(TASK DIRECTIONS): Pictures stay out; everything else in the records below is copied exactly.

(RECORDS FOR THIS EXERCISE):
════
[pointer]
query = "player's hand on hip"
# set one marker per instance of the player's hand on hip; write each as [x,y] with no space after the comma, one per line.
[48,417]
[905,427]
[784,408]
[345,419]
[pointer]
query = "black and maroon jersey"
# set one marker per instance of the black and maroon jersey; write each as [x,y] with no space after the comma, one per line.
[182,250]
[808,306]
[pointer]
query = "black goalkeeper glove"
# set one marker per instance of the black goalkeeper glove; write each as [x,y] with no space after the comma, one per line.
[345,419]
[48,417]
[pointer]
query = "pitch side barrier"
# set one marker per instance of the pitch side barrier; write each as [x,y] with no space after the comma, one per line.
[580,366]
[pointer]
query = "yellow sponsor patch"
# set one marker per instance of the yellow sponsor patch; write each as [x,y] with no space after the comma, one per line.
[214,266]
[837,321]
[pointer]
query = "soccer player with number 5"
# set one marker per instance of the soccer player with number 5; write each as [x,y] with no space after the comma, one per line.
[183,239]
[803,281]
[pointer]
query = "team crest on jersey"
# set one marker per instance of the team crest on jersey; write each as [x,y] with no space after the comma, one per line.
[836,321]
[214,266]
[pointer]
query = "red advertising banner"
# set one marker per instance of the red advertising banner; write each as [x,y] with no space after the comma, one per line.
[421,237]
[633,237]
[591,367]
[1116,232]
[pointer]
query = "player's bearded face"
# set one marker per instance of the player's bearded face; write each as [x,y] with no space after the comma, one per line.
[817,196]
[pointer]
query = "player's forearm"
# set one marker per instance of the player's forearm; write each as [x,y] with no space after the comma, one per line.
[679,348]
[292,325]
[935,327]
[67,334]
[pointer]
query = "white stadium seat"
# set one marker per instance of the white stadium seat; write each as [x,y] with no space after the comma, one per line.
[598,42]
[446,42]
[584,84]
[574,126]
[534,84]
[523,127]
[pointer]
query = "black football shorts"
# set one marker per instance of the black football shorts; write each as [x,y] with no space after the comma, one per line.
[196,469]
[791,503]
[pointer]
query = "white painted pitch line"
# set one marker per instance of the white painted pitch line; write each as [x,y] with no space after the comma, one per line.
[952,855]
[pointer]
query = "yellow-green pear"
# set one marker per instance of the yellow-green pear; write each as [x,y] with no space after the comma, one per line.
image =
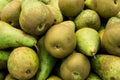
[88,18]
[13,37]
[88,41]
[11,12]
[107,67]
[105,8]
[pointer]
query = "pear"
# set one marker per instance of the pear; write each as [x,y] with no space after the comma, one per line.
[106,66]
[75,67]
[2,75]
[88,18]
[111,39]
[60,39]
[23,63]
[37,21]
[9,77]
[108,8]
[46,61]
[4,55]
[93,76]
[53,77]
[111,21]
[88,41]
[11,12]
[53,5]
[3,3]
[13,37]
[71,8]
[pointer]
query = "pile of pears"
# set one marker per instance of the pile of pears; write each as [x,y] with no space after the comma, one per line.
[59,39]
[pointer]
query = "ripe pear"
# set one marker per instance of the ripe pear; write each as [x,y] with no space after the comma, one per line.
[71,8]
[4,55]
[88,41]
[75,67]
[53,5]
[35,18]
[106,66]
[46,61]
[112,21]
[105,8]
[23,63]
[11,12]
[9,77]
[53,77]
[3,3]
[93,76]
[88,18]
[2,74]
[111,39]
[60,39]
[13,37]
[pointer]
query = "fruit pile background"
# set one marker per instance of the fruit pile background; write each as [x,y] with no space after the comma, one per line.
[59,39]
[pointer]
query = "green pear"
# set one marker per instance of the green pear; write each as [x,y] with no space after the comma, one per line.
[71,8]
[23,63]
[11,12]
[93,76]
[88,18]
[13,37]
[106,66]
[111,39]
[4,55]
[9,77]
[105,8]
[2,74]
[75,67]
[3,3]
[44,1]
[60,39]
[88,41]
[46,61]
[112,21]
[53,5]
[35,18]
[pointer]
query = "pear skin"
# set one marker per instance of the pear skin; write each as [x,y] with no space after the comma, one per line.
[111,39]
[37,21]
[88,18]
[4,55]
[88,41]
[23,63]
[3,3]
[110,8]
[46,61]
[71,8]
[13,37]
[106,66]
[53,5]
[11,12]
[60,40]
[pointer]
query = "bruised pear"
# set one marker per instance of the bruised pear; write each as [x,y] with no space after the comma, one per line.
[75,67]
[71,8]
[35,17]
[105,8]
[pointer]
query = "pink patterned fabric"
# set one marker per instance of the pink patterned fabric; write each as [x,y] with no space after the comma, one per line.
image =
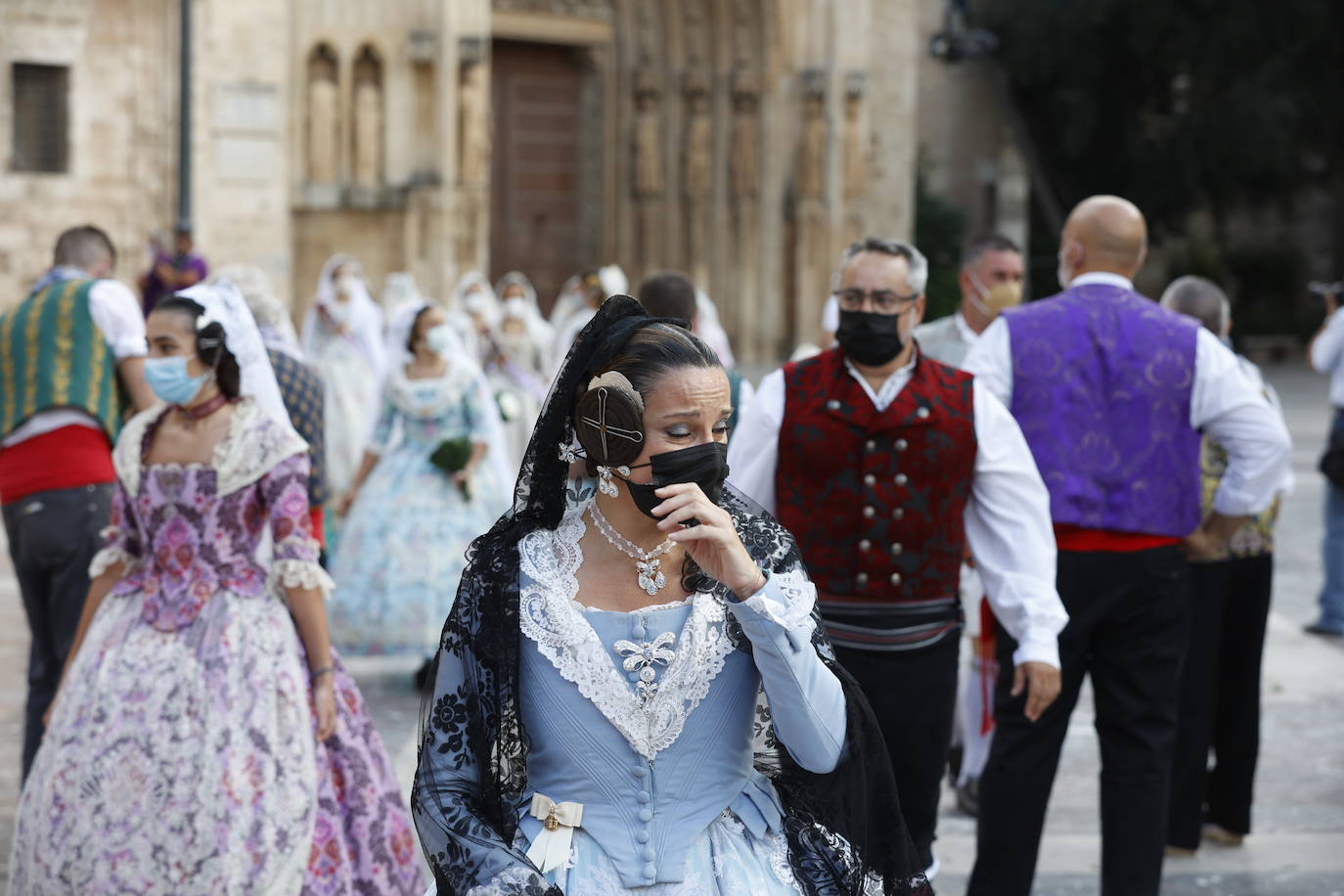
════
(EXERCISE OUTPUT):
[pointer]
query = "player's hand on hip"
# set one marker per instance of the player's hand on hip; write each as [x,y] with no space after the comma, one per line.
[48,417]
[905,427]
[784,408]
[345,419]
[pointer]
query = "black and maroon jersey"
# set one marker per instance of the black and maroon jersey; write each as [x,y] with no space after the comma, one per line.
[182,250]
[808,306]
[pointer]
query = "black goalkeeper glove"
# set one marker per instance of the black goalkeeper glove; write each as [x,y] with no space after the comma, one per line.
[345,419]
[48,417]
[pointer]
query = "pitch side barrier"
# set one marker per instance of the pitch side barrier; write each as [x,y] with no space after the comma, one per line.
[580,366]
[pointer]
query = "yellow sponsor patch"
# set one marker per instance of the yellow sponsor patch; write each as [x,y] with no space after the comma, one per line.
[214,266]
[837,321]
[pointer]
query = "soccer player with number 5"
# set one marker per instance of the soccer player with number 5; write each as [x,y] with no space after the comma, one per line.
[183,239]
[803,281]
[pointer]
query = "team crest on jersey"
# set one marker per instance of the team crest on jersey; write each as [x,y] with no space after the comma, one per line.
[836,321]
[214,266]
[pointer]
query = "red advertising banner"
# set one marker per instance of the red advertising banner; write each as [x,y] with no space after the comma, one per line.
[421,237]
[633,237]
[591,367]
[1116,232]
[pointer]
query = "player's bearded face"
# set one marker per instance of the player's bearded face; write each as [x,y] with no space after the comma, one per line.
[817,196]
[pointer]
query = "player's forearm"
# set one marker per instance of the player's forearm; write each as [x,y] with no space after the comma, one per line.
[679,348]
[292,325]
[935,327]
[67,334]
[pointer]
query = "white stadium seat"
# set one marker per instance of the white stadium seat; write each as [x,y] with no space after the comma, one per line.
[598,42]
[446,42]
[584,84]
[574,126]
[534,84]
[523,127]
[pointer]
query = "black football shorts"
# set one marker per instance of the black football shorts; write each as [x,y] with no space after the comma, one per line.
[196,469]
[791,503]
[pointer]
query = "white painted pitch line"
# set one marker per instance of the white painted pitch line; write each as [x,y] with no space after the comma, one per line.
[952,855]
[pointer]
query = "yellow-green pear"
# set one marker per instance of the yellow-green pear; write each as [x,y] with no space after the comma, one per line.
image =
[88,18]
[13,37]
[88,41]
[11,12]
[107,67]
[105,8]
[pointer]
query = "pear"
# set one marker per instance of the pear; write each as [x,y] with no space after the comma, one per line.
[106,66]
[75,67]
[2,75]
[88,18]
[111,39]
[60,39]
[23,63]
[37,21]
[9,77]
[108,8]
[46,61]
[4,55]
[93,76]
[53,77]
[111,21]
[88,41]
[11,12]
[53,5]
[3,3]
[13,37]
[71,8]
[pointer]
query = "pile of pears"
# set one marker per instance of the pile of pears; write each as [x,y] with no space after the comma, one per line.
[59,39]
[pointer]
query = "ripe pear"
# set one marker per instance of the ripe pear; write each as [x,y] with no space after the comma, one per line.
[71,8]
[4,55]
[88,41]
[75,67]
[53,5]
[35,18]
[106,66]
[46,61]
[112,21]
[105,8]
[23,63]
[11,12]
[9,77]
[53,77]
[3,3]
[93,76]
[88,18]
[2,74]
[111,39]
[60,39]
[13,37]
[pointer]
query = "fruit pile background"
# set one marker per instance of the fruit pile background; write each as [x,y] with no space after the comma, one per line.
[59,39]
[pointer]
query = "green pear"
# set one marker per instance of the green pear; write each as [x,y] with no space after the comma, one per line.
[71,8]
[23,63]
[11,12]
[93,76]
[88,18]
[13,37]
[106,66]
[111,39]
[4,55]
[9,77]
[105,8]
[2,74]
[75,67]
[3,3]
[44,1]
[60,39]
[88,41]
[46,61]
[112,21]
[53,5]
[35,18]
[pointer]
query = "pear skin"
# set one marker per instance of the pear skin; write each as [x,y] with no space after the comma, one per line.
[111,39]
[37,21]
[88,18]
[4,55]
[88,41]
[23,63]
[3,3]
[110,8]
[46,61]
[71,8]
[13,37]
[106,66]
[53,5]
[11,12]
[60,40]
[pointer]
query = "bruised pear"
# set one marker per instance of the bruised pear; write each as [x,y] with no space after the comma, one per line.
[75,67]
[71,8]
[35,17]
[105,8]
[pointer]
query = "pink patterned fabric"
# set one marker per instance of the pink patterned fabric; write each as [x,y] with no space after the comma, one per line.
image =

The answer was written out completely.